CHALLENGE: Could you copy, word for word, only the lines from the one containing "shaped like <point>383,12</point>." through the last line of the records below, both included?

────────────────

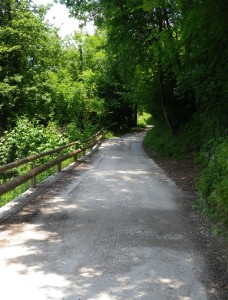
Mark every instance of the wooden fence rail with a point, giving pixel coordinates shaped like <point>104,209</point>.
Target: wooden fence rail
<point>88,143</point>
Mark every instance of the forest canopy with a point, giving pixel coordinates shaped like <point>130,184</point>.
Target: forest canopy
<point>168,58</point>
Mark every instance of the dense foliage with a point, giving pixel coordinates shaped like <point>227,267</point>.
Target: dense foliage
<point>168,58</point>
<point>171,60</point>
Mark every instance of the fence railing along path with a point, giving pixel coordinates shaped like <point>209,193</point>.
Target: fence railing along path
<point>35,170</point>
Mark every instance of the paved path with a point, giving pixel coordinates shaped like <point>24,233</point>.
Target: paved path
<point>115,233</point>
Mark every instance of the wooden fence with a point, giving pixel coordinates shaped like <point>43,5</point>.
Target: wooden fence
<point>88,143</point>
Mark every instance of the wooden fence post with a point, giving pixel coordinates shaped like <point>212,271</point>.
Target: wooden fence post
<point>32,180</point>
<point>59,168</point>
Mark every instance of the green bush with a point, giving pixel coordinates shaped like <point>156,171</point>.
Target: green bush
<point>213,184</point>
<point>28,138</point>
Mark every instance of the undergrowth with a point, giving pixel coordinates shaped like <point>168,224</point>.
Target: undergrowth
<point>208,147</point>
<point>29,138</point>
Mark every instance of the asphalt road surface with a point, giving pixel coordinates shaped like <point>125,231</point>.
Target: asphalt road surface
<point>116,232</point>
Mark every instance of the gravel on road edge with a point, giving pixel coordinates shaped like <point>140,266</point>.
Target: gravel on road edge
<point>215,249</point>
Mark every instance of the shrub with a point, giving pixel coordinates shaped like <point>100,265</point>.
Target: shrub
<point>213,184</point>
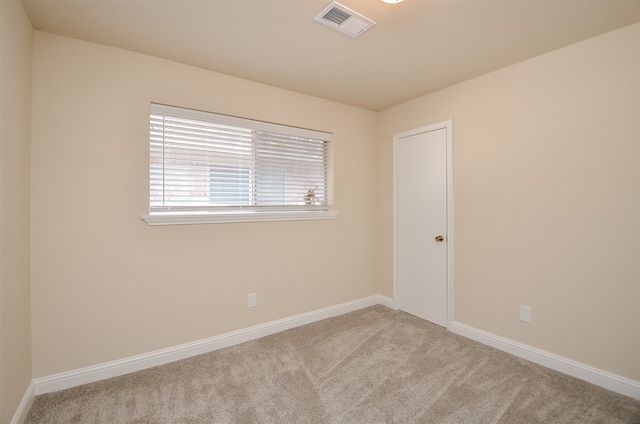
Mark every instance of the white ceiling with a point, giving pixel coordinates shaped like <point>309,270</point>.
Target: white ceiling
<point>416,47</point>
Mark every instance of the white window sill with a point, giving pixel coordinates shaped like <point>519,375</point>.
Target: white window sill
<point>219,218</point>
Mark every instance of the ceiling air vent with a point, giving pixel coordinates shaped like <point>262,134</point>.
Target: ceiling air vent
<point>344,20</point>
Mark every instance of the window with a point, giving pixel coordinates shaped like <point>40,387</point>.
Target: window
<point>206,167</point>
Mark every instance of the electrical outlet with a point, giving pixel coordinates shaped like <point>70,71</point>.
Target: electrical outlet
<point>525,313</point>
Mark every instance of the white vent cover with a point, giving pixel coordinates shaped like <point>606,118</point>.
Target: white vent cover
<point>344,20</point>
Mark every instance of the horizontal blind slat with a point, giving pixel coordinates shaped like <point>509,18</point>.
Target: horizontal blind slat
<point>200,160</point>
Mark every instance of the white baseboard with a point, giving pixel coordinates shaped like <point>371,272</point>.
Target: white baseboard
<point>25,405</point>
<point>91,374</point>
<point>584,372</point>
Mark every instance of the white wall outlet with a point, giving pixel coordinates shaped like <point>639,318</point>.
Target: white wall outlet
<point>525,313</point>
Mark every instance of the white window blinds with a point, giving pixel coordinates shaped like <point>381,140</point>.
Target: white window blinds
<point>205,162</point>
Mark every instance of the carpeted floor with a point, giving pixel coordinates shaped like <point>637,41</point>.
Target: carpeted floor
<point>375,365</point>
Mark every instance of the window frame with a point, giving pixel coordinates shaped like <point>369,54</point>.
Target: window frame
<point>169,215</point>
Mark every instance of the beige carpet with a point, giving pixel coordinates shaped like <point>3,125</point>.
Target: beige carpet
<point>375,365</point>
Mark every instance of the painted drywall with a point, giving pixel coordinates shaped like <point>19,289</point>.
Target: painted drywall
<point>105,285</point>
<point>15,133</point>
<point>546,178</point>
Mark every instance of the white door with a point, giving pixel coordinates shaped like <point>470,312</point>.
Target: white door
<point>421,221</point>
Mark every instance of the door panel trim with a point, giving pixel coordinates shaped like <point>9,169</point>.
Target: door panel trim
<point>448,126</point>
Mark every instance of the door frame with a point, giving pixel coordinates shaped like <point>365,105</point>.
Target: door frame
<point>448,126</point>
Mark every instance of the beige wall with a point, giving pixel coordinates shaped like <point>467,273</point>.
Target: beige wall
<point>15,104</point>
<point>105,285</point>
<point>546,192</point>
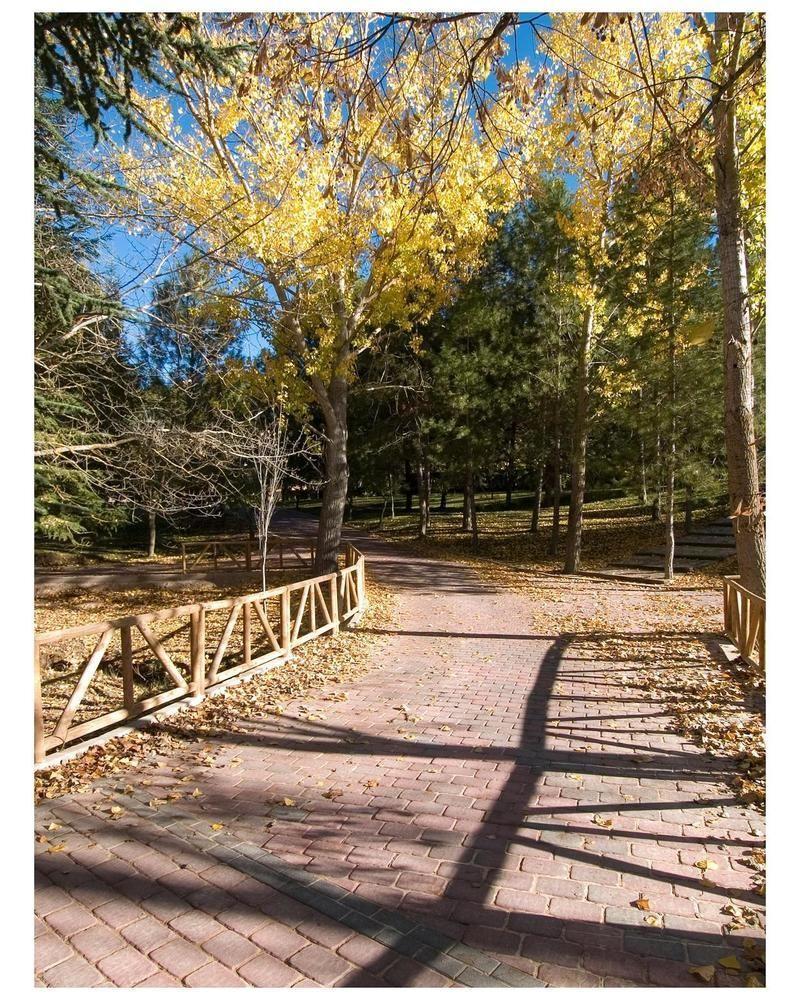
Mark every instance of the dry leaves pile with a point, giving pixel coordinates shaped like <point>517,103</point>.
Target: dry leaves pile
<point>669,638</point>
<point>504,536</point>
<point>331,659</point>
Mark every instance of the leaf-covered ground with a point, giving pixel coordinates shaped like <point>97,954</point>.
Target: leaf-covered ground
<point>669,635</point>
<point>326,661</point>
<point>613,532</point>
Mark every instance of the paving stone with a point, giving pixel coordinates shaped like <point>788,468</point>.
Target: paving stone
<point>126,967</point>
<point>476,831</point>
<point>180,957</point>
<point>73,972</point>
<point>267,971</point>
<point>231,948</point>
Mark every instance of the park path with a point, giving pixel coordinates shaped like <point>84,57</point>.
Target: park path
<point>481,808</point>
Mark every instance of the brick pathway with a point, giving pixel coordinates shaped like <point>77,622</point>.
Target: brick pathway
<point>442,824</point>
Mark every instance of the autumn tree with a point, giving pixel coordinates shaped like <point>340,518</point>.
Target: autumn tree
<point>348,191</point>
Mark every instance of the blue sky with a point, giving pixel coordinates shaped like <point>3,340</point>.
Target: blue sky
<point>130,260</point>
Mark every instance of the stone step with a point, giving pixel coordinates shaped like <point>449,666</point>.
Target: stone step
<point>707,541</point>
<point>693,553</point>
<point>716,528</point>
<point>651,562</point>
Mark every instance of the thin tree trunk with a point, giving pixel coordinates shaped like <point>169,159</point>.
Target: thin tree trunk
<point>511,470</point>
<point>669,521</point>
<point>151,533</point>
<point>334,496</point>
<point>555,530</point>
<point>580,435</point>
<point>688,510</point>
<point>746,507</point>
<point>466,517</point>
<point>642,454</point>
<point>537,498</point>
<point>423,471</point>
<point>473,513</point>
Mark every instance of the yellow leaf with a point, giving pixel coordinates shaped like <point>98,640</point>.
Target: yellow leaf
<point>705,864</point>
<point>699,333</point>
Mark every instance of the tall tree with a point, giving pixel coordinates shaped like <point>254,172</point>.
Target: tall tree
<point>343,188</point>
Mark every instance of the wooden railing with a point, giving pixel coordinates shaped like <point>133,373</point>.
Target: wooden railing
<point>745,621</point>
<point>190,649</point>
<point>242,551</point>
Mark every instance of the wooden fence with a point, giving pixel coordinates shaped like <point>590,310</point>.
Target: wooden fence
<point>243,551</point>
<point>745,621</point>
<point>191,649</point>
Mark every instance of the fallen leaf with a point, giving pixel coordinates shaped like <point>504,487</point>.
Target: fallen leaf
<point>706,864</point>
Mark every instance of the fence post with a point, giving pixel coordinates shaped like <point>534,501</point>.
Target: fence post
<point>127,668</point>
<point>286,623</point>
<point>38,721</point>
<point>335,602</point>
<point>246,632</point>
<point>361,584</point>
<point>726,611</point>
<point>198,633</point>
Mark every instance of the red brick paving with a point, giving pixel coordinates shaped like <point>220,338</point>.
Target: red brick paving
<point>457,783</point>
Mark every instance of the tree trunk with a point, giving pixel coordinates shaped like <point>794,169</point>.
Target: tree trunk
<point>466,517</point>
<point>537,498</point>
<point>424,475</point>
<point>473,513</point>
<point>642,457</point>
<point>688,510</point>
<point>669,520</point>
<point>334,496</point>
<point>580,433</point>
<point>747,512</point>
<point>555,530</point>
<point>511,470</point>
<point>151,533</point>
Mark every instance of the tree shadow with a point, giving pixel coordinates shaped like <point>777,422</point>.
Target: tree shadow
<point>576,863</point>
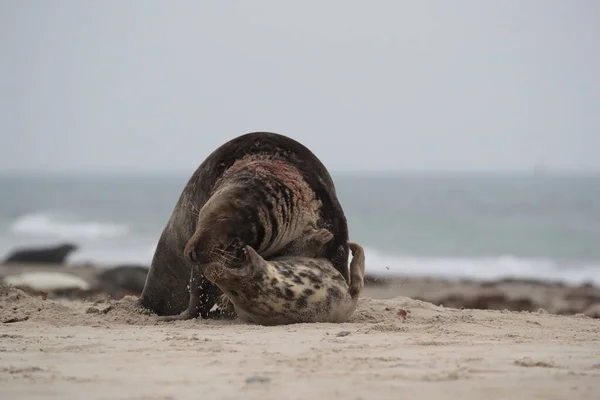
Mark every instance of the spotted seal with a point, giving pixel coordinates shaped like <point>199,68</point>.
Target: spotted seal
<point>261,189</point>
<point>290,290</point>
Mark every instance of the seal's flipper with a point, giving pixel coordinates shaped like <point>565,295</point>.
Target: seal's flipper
<point>357,269</point>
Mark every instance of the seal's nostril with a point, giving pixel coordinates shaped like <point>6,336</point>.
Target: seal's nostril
<point>191,255</point>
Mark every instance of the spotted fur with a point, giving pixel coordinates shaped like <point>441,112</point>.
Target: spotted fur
<point>290,289</point>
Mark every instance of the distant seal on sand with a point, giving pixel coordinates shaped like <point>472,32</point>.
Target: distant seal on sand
<point>41,255</point>
<point>290,290</point>
<point>260,189</point>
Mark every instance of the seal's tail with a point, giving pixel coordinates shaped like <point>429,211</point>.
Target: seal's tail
<point>357,269</point>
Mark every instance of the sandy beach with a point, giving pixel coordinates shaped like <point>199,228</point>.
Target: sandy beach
<point>391,348</point>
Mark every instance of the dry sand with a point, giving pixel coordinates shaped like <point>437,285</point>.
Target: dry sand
<point>65,350</point>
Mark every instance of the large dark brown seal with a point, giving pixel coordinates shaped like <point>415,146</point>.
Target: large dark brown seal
<point>261,189</point>
<point>290,290</point>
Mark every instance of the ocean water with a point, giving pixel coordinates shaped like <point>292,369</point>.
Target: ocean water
<point>475,226</point>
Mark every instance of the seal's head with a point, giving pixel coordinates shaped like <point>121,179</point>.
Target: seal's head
<point>223,228</point>
<point>242,284</point>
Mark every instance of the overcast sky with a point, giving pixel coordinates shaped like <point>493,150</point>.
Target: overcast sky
<point>379,85</point>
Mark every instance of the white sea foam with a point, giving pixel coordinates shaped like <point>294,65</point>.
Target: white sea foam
<point>480,268</point>
<point>47,225</point>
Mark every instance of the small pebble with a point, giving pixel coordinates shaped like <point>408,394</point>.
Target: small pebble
<point>257,379</point>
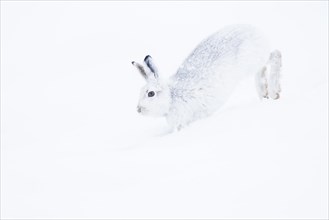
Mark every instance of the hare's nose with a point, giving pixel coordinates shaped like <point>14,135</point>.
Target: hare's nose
<point>139,109</point>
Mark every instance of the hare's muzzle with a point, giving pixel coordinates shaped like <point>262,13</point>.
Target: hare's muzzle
<point>139,109</point>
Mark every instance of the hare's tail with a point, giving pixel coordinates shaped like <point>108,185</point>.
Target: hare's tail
<point>268,78</point>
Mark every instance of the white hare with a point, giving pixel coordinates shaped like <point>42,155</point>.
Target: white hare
<point>209,75</point>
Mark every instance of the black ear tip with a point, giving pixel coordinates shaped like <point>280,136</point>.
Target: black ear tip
<point>147,57</point>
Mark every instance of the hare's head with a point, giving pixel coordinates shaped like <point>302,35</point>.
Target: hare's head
<point>155,96</point>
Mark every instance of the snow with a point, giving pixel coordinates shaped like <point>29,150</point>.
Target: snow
<point>74,146</point>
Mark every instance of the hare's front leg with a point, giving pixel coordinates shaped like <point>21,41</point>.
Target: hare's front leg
<point>261,83</point>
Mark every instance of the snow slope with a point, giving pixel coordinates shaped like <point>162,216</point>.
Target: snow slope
<point>73,145</point>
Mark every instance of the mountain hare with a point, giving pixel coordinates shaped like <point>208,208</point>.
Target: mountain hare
<point>209,75</point>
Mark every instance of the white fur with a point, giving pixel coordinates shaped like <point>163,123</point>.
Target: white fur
<point>209,75</point>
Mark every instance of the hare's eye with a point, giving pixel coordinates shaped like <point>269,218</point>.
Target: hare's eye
<point>150,94</point>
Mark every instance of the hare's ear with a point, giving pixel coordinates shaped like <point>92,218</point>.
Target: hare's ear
<point>148,60</point>
<point>140,69</point>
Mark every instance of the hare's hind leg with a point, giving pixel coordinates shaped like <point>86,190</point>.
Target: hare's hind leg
<point>261,83</point>
<point>274,65</point>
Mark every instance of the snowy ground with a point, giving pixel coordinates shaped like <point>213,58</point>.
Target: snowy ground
<point>73,145</point>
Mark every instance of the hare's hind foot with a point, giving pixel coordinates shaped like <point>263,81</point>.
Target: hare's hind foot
<point>268,78</point>
<point>274,64</point>
<point>261,83</point>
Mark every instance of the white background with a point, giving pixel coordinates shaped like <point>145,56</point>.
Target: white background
<point>73,145</point>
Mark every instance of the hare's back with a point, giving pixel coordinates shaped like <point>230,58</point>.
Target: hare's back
<point>225,49</point>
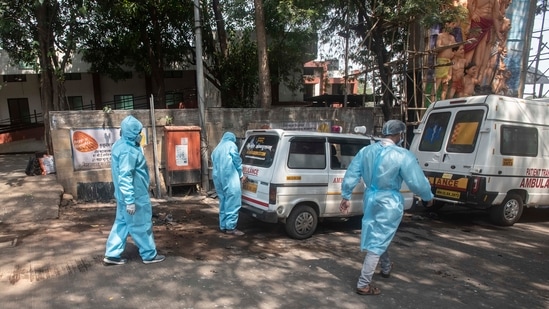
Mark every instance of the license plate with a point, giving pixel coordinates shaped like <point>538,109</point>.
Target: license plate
<point>448,193</point>
<point>250,186</point>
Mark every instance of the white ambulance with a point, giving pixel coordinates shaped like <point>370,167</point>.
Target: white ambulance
<point>295,177</point>
<point>486,152</point>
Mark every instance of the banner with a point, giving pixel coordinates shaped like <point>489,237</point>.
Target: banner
<point>91,148</point>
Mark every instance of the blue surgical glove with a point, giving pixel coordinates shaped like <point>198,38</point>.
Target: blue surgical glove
<point>130,208</point>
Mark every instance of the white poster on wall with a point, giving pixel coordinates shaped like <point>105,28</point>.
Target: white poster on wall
<point>91,148</point>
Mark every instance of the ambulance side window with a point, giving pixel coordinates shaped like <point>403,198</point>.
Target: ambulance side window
<point>259,150</point>
<point>435,130</point>
<point>307,153</point>
<point>465,129</point>
<point>519,141</point>
<point>345,150</point>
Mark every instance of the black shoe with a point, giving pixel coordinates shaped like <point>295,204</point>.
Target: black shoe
<point>114,261</point>
<point>387,274</point>
<point>234,232</point>
<point>157,259</point>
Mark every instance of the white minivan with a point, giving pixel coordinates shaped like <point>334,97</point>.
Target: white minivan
<point>486,152</point>
<point>294,177</point>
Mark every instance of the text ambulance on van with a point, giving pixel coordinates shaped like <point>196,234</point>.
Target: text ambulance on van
<point>486,152</point>
<point>295,177</point>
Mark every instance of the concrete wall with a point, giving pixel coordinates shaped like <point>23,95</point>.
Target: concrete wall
<point>218,120</point>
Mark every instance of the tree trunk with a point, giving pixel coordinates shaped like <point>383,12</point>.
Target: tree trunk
<point>45,41</point>
<point>264,74</point>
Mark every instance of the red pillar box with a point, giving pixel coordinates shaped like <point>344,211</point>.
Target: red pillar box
<point>182,155</point>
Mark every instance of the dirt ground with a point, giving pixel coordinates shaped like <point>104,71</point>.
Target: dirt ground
<point>454,258</point>
<point>190,230</point>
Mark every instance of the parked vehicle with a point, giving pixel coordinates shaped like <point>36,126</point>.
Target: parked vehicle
<point>486,152</point>
<point>294,177</point>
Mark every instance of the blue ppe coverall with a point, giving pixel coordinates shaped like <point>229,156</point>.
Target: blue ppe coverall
<point>226,174</point>
<point>130,176</point>
<point>383,166</point>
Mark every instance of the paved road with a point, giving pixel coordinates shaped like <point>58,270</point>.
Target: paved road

────────────────

SOLUTION BELOW:
Mark every instance of the tree trunk with a point, giving pixel coordinates shaped like <point>383,12</point>.
Target: tree trunk
<point>45,41</point>
<point>264,74</point>
Mark every instance of the red pillar box with a point, giving pixel coordinates shaped like <point>344,211</point>.
Target: red pillar box
<point>182,155</point>
Mark every instance of the dirt ground with a point, giving pixel coordinates shaped like <point>104,71</point>.
Target: dirt ground
<point>454,258</point>
<point>190,230</point>
Mark every instance of the parked vehicle with a point, giving pixel coordinates shaped like <point>36,126</point>.
Target: parked vehicle
<point>486,152</point>
<point>294,177</point>
Mark every instance of the blue ppe coverall with a point, giving pixel coordinates shaped like <point>229,156</point>.
Target: blue ppe coverall
<point>226,174</point>
<point>130,176</point>
<point>383,166</point>
Mark every instance of the paved road with a point, giving pixel coordinates shaped like <point>58,270</point>.
Target: paved road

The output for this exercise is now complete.